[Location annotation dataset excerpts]
===============
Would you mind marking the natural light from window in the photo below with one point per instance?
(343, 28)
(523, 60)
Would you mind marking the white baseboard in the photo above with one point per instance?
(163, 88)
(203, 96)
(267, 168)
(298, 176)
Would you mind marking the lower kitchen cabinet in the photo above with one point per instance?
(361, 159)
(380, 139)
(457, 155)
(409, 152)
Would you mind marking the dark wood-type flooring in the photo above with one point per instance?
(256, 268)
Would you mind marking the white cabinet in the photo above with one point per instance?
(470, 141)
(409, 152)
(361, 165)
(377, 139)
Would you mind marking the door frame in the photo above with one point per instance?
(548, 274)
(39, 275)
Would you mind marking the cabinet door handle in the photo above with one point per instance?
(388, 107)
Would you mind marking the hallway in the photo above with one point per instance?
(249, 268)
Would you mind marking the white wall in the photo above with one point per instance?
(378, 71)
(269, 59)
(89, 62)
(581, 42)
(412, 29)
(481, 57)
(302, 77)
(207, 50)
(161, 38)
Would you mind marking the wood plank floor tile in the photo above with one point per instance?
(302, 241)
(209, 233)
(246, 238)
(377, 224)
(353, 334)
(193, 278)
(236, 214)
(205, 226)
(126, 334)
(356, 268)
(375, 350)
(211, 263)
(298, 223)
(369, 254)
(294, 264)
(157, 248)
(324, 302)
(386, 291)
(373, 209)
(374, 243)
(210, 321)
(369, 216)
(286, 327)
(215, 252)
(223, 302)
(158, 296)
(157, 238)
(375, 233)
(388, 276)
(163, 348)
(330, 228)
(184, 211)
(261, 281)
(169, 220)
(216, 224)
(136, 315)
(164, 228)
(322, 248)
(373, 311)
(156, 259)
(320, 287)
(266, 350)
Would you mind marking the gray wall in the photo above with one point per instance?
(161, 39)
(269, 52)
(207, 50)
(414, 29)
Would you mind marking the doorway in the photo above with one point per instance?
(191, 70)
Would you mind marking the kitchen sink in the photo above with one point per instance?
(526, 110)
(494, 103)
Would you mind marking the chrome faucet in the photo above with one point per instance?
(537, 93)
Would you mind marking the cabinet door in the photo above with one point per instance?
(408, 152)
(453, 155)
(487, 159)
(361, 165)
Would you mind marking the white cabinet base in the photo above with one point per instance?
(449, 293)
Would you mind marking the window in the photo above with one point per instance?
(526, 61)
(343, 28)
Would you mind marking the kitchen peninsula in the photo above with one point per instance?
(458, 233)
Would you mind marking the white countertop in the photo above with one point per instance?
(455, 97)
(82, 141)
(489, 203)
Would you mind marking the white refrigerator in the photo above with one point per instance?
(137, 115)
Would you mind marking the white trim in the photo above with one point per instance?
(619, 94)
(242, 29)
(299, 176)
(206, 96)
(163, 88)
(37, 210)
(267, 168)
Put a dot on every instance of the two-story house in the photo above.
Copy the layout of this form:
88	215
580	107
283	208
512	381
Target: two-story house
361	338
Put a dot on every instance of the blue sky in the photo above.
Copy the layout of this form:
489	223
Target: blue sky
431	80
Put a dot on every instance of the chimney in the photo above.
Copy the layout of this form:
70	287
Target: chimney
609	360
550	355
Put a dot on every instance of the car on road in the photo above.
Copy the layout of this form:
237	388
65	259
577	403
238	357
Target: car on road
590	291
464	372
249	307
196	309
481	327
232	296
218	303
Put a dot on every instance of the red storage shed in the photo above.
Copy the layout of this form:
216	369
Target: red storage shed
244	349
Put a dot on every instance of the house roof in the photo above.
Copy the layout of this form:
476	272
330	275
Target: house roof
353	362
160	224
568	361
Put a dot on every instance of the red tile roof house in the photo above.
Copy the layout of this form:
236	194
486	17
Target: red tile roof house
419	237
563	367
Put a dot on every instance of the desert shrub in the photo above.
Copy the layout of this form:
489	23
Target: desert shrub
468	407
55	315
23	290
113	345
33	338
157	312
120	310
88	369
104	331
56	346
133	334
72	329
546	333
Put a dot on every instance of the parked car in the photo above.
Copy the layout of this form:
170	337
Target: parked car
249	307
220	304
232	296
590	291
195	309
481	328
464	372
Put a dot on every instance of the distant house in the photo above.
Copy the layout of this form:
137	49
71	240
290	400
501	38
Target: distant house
===============
◆ Written exercise
Rewrite the listing with every "one point per instance" changed to "a single point per instance", leaving everything else the same.

◆ Exercise answer
Would you mind marking the natural light from window in the photo below with a single point per instance?
(343, 28)
(523, 60)
Would you mind marking the white baseboard in the photo above with a single point per instance?
(163, 88)
(203, 96)
(267, 168)
(298, 176)
Would you mind marking the lower kitchen cabinet in the photo above with a single point per instance?
(361, 159)
(380, 139)
(457, 155)
(409, 152)
Would you mind marking the dark wood-type flooring in the photo above with a single point per instance?
(256, 268)
Would you mind marking the white cabinet in the photo above with a single point per instance?
(470, 141)
(409, 152)
(361, 165)
(377, 139)
Would you mind marking the door frame in the photo above with a single point per instance?
(548, 274)
(39, 275)
Would you mind marking the cabinet door handle in the photo above with a single point per instance?
(388, 107)
Would you mind marking the hallway in the photo above with a single point per instance?
(249, 268)
Would you mind marking the white wall in the photo above with a single point per instance?
(378, 71)
(269, 59)
(89, 62)
(581, 42)
(412, 29)
(481, 57)
(302, 77)
(207, 50)
(161, 38)
Would you mind marking the wood plank floor tile in the photo above with a single point per instance?
(302, 241)
(209, 233)
(246, 238)
(377, 224)
(353, 334)
(193, 278)
(236, 214)
(205, 226)
(126, 334)
(356, 268)
(375, 350)
(211, 263)
(298, 223)
(369, 254)
(294, 264)
(157, 248)
(324, 302)
(386, 291)
(373, 209)
(374, 243)
(210, 321)
(369, 216)
(286, 327)
(215, 252)
(223, 302)
(158, 296)
(157, 238)
(375, 233)
(388, 276)
(163, 348)
(330, 228)
(184, 211)
(261, 281)
(169, 220)
(216, 224)
(136, 315)
(164, 228)
(322, 248)
(373, 311)
(156, 259)
(320, 287)
(266, 350)
Would you mind marking the gray wall in the photo above with a single point per instance?
(161, 39)
(269, 52)
(207, 50)
(414, 29)
Would you mind marking the doorway in the photo above with a single point per instance?
(191, 70)
Would you mind marking the kitchen sink in the photo above with a single point per instance?
(526, 110)
(494, 103)
Would you mind marking the chrome faucet in the photo above with a single point per instance?
(537, 93)
Would you mind marking the cabinet door in the photo above with a single point per instance?
(408, 152)
(453, 155)
(487, 159)
(361, 165)
Would you mind marking the white cabinet base in the photo above with a single point per instance?
(449, 293)
Would you mind marking the window in the photo above with a single point per instance?
(526, 61)
(343, 28)
Would you mind marking the kitchen peninsula in the photo above with a single point per instance?
(458, 233)
Would you mind marking the white countertop in the photo above with a single point per instance?
(455, 97)
(82, 141)
(489, 203)
Would you mind marking the white refrigerator in the photo above with a single point per instance?
(137, 115)
Would you mind marking the white trim in the photo above with a single point per instance?
(619, 94)
(242, 29)
(299, 176)
(206, 96)
(163, 88)
(37, 210)
(267, 168)
Put a dot on every instance of the two-story house in the photo above.
Copy the layout of this form:
88	215
580	107
283	208
512	381
Target: two-story house
361	338
Put a dot on every instance of the blue sky in the photo above.
Copy the layout of this form:
489	223
Target: blue sky
431	80
Put a dot on every instance of the chimney in the photo above.
Copy the layout of this form:
70	287
Target: chimney
609	360
550	355
Put a dot on every instance of the car on road in the photo above.
Copy the layout of this form:
237	388
65	259
577	403
238	357
Target: car on road
590	291
464	372
249	307
196	309
481	327
232	296
218	303
Put a dot on every instance of the red storage shed in the photo above.
Copy the layout of this form:
216	369
Target: red storage shed
244	349
Put a dot on every instance of the house roof in the photo above.
Copy the layout of this form:
476	272
330	275
Target: house roof
353	362
160	224
568	361
Put a dot on every instance of the red tile roof house in the photo above.
Copy the layout of this form:
236	194
486	17
Target: red tile roof house
419	237
563	367
Put a dot on every instance of the desert shrub in the photo above.
Copy the layout of this form:
489	23
Target: desert shrub
468	407
55	315
23	290
113	345
33	338
157	312
120	310
88	369
104	331
56	346
133	334
72	329
546	333
Put a dot on every instance of the parked car in the photo above.
Copy the layout of this form:
170	337
Target: parked car
249	307
220	304
232	296
590	291
195	309
481	328
464	372
Put a dot on every instance of the distant house in the photo above.
Copy the layout of this form:
137	49
71	240
290	400
501	38
Target: distant house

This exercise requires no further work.